TASK DETAILS: Name each variable assigned in the rabbitmq-env.conf section of the RabbitMQ forum post below, with the value it is given.

SELECTED TEXT:
▬▬▬▬▬▬▬▬▬▬
End of server status report
...done.

On Dec 28, 2011, at 9:22 AM, DawgTool wrote:

> RabbitMQ Stability Issues with large queue - 2011-12-28
> 
> Hi All,
> 
> I posted in the IRC channel a few nights ago, and they suggested that I bring this to the listserv.
> Hopefully can get some suggestions on how to keep my servers from crashing.
> Thanks,
> -- DawgTool
> 
> Cluster Info:
> Cluster status of node 'dc001 at rmquat-m01' ...
> [{nodes,[{disc,['dc001 at rmquat-m04','dc001 at rmquat-m03','dc001 at rmquat-m02',
>                'dc001 at rmquat-m01']}]},
> {running_nodes,['dc001 at rmquat-m04','dc001 at rmquat-m03','dc001 at rmquat-m02',
>                 'dc001 at rmquat-m01']}]
> 
> Config Info:
> ==> enabled_plugins <==
> [rabbitmq_management,rabbitmq_management_agent,rabbitmq_management_visualiser].
> 
> ==> rabbitmq.config <==
> [
>  {rabbit,                    [{vm_memory_high_watermark, 0.6},
>                               {collect_statistics_interval, 5000},
>                               {hipe_compile, true}
>                              ]
>  },
>  {rabbitmq_management,       [ {http_log_dir, "/data/rabbitmq/dc001/rabbit-mgmt"} ] },
>  {rabbitmq_management_agent, [ {force_fine_statistics, true} ] }
> ].
> 
> ==> rabbitmq-env.conf <==
> NODENAME=dc001
> BASE=/data/rabbitmq/dc001
> MNESIA_BASE=/data/rabbitmq/dc001/mnesia
> LOG_BASE=/data/rabbitmq/dc001/log
> SERVER_START_ARGS="-smp enable"
> 
> 
> IRC:
> [17:32] <dawgtool> background. doing some testing on 2.7.0 : 4 servers 2vcpu, 8gb ram, 80gb disc.
> [17:32] <dawgtool> cluser is setup all disc, currently one exchange durable fanout
> [17:33] <dawgtool> one queue also durable bind to the exchange.
> [17:33] <dawgtool> i'm pushing about 5M records, payload is ~500bytes each record
> [17:34] <dawgtool> rate is about 14k/s (which seems pretty slow)
> [17:35] <dawgtool> but my problem is, I'm testing a case where they consumers are busy or unavailable, so the queues would be filling up.
> [17:35] <dawgtool> even after slowing the publish rate to about 4k/s the mirrored queue does not complete on any of the clusters nodes other then master.
> [17:37] <dawgtool> memory seems to be the biggest issue here, as the servers will grow passed the high water mark, and eventually crash one at a time.
> [17:37] <dawgtool> once they are restarted, most servers in the cluster will have about 200k to 300k of messages in their queue
> [17:40] <dawgtool> so question is, why is so much memory being consumed (on disk these records are about 5.5GB) RabbitMQ pushes to 7.9 real, 11.9 virtual (swapping).
▬▬▬▬▬▬▬▬▬▬
DATASET EXCERPT:
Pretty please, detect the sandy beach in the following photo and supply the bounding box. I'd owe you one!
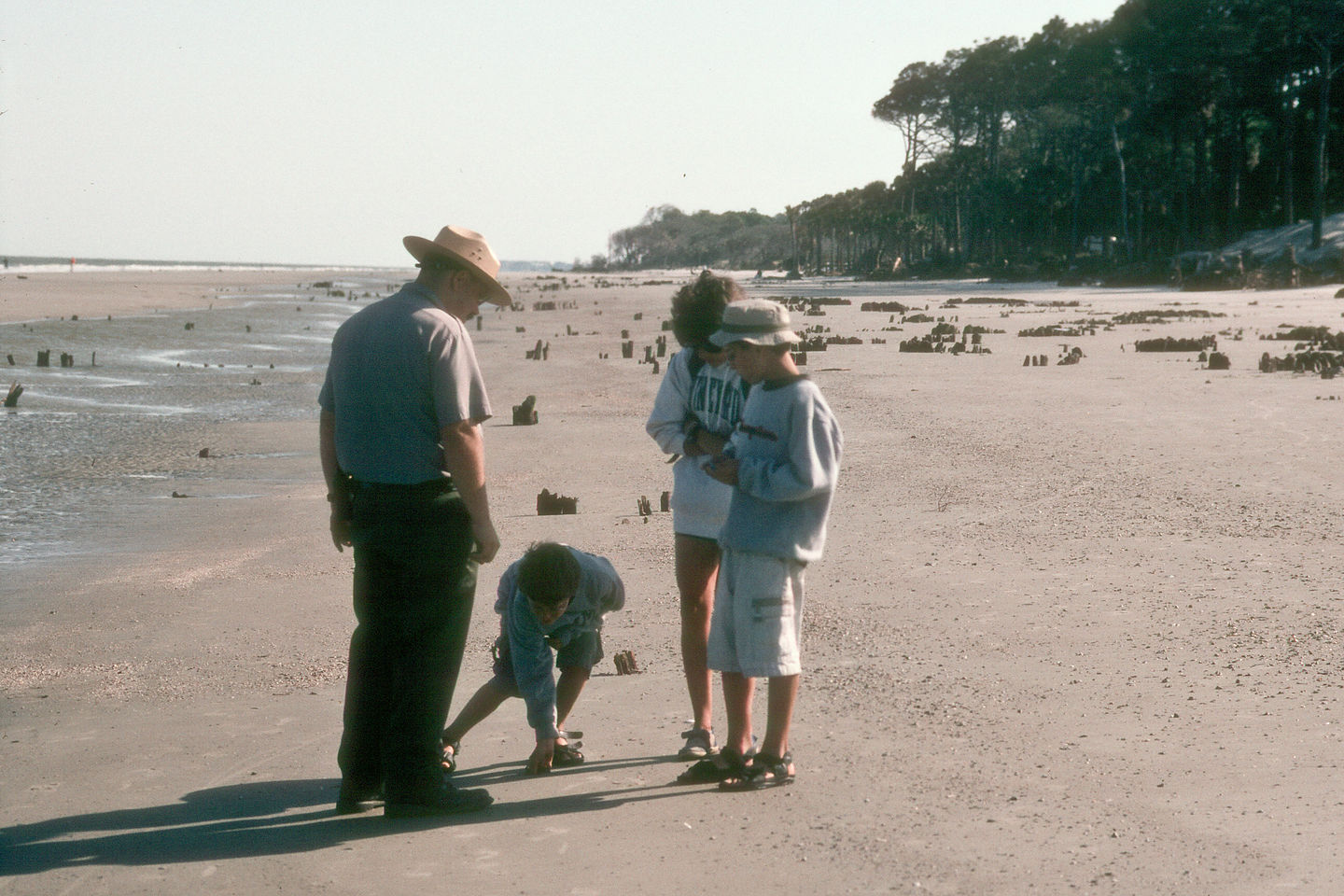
▬▬▬▬▬▬▬▬▬▬
SOLUTION:
NODENAME=dc001
BASE=/data/rabbitmq/dc001
MNESIA_BASE=/data/rabbitmq/dc001/mnesia
LOG_BASE=/data/rabbitmq/dc001/log
SERVER_START_ARGS="-smp enable"